* [TEXT SHOWN]:
# Fed up with slow internet speeds from Tata Photon+



## Subro (Mar 29, 2012)

Hello friends, your help is again required in deciding what I should do. Since the last one year, I have been using Tata Photon+ with a plan 5GB Unlimited. According to this plan, I was told that till 5 GB, I will get 3.1 Mbps speed, thereafter my speed will reduce to 256 KBPS. 

But in reality, I never get speeds more than 256 kbps, even if I haven't cross 5 GB data. And when my data usage crosses 5 GB , I can barely download something, as the speed reduces drastically to very low levels. 

Recently I came to know that Reliance Netconnect offers 10Gb at 1000 rupees at 3.1 Mbps. So guys please sugget me that should I changeover to the Reliance plan. Is the Reliance plan good? Or is there any other plan by which I can get atleast around 1 Mbps speed. Presently I am paying 950 RUPEES for the Tata Plan. Please help me guys


----------



## thetechfreak (Mar 29, 2012)

There will be some lag or some problem with wireless connections. Most of Photon and Net connect probably work great in off times like early morning or late night.
If you can get a wired broadband. you can give Relaince a try nevertheless. But the service they provide here is bad[where I stay]


----------



## Tachyon1986 (Mar 29, 2012)

thetechfreak said:


> There will be some lag or some problem with wireless connections. Most of Photon and Net connect probably work great in off times like early morning or late night.
> If you can get a wired broadband. you can give Relaince a try nevertheless. But the service they provide here is bad[where I stay]



Well, I just tried your theory theTechFreak. It was dead slow even at 2 am last night , so there's no excuse for not returning it.


----------



## Zangetsu (Mar 29, 2012)

all are one & same....

I too have Tata Photon+ & got speed 150 to 200kBps but I guess as more & more subscribers are added to pool the speed is divided among users also distance from its tower matters


----------



## thatsashok (Mar 29, 2012)

* [MATERIAL]:
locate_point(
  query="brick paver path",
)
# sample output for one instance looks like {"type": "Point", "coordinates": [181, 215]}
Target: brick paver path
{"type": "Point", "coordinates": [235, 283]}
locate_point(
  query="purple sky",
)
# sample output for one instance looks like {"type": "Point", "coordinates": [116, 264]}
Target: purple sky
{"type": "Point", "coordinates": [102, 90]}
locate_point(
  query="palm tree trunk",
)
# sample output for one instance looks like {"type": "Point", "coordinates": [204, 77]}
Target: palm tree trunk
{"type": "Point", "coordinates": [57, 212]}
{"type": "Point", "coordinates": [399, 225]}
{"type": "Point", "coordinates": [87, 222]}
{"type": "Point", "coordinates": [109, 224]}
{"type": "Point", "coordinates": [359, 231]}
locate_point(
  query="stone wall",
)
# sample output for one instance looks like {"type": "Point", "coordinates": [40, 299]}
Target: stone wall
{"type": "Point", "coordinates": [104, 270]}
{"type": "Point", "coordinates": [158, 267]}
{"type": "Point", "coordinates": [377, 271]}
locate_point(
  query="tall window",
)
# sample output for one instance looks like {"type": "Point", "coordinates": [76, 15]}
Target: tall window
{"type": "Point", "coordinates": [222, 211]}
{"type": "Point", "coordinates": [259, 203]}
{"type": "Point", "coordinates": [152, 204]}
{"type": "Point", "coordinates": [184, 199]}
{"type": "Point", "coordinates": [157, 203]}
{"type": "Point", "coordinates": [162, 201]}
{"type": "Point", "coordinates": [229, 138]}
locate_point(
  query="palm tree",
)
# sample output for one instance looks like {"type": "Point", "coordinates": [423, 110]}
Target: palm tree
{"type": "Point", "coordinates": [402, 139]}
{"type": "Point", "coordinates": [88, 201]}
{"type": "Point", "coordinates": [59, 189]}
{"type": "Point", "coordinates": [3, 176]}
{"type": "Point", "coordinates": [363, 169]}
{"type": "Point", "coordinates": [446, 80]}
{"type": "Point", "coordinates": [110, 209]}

* [THE TASK]: Write the next part of the forum thread about slow Tata Photon+ internet speeds, picking up where it ends.

* [TASK ANSWER]:
Zangetsu said:


> all are one & same....
> 
> I too have Tata Photon+ & got speed 150 to 200kBps but I guess as more & more subscribers are added to pool the speed is divided among users also distance from its tower matters



Exactly the truth. It depends on no.of users in the pool & distance from the tower.

This applies to all EVDO services.


----------



## Subro (Mar 30, 2012)

So could you suggest a wired broadband connection which provides around 1 Mbps within 1000 Rs range?


----------



## Gaurav Bhattacharjee (Mar 30, 2012)

BSNL.

*www.bsnl.co.in/service/new_BB/BB_home_only_unlim.htm


----------



## dashing.sujay (Mar 30, 2012)

thetechfreak said:


> There will be some lag or some problem with wireless connections. Most of Photon and Net connect probably work great in off times like early morning or late night.



Nothing like that. This thing applies to every connection whether its wreless or wired. Timing decides the load (obviously) directly proportional to no of users, hence difference in speed. Since wireless connections are more fluctuating and face more congestion, they see greater differences.

Lastly, its not like that photon+ is bad everywhere. I have used it extensively at Patna, & it easily gives 1mbps speeds. *Wireless connections are totally are dependent*, it may work good in my area, but not in yours. Again, depends on congestion & slots alloted by ISP.

I personally use MTS and I must say its the fastest connection I ever used in my life. It gives 4mbps speed at night and 2-3mbps rougly in day time.


----------



## pkkumarcool (Mar 30, 2012)

wat plan u use in mts and how much gbs?


----------



## thetechfreak (Mar 30, 2012)

@dashing.sujay I think its more persistent in wireless connections imo. I have seen way too many wireless users fed up than broadband users.
The thing is I have never seen a photon giving good performance although I have heard it giving good performance.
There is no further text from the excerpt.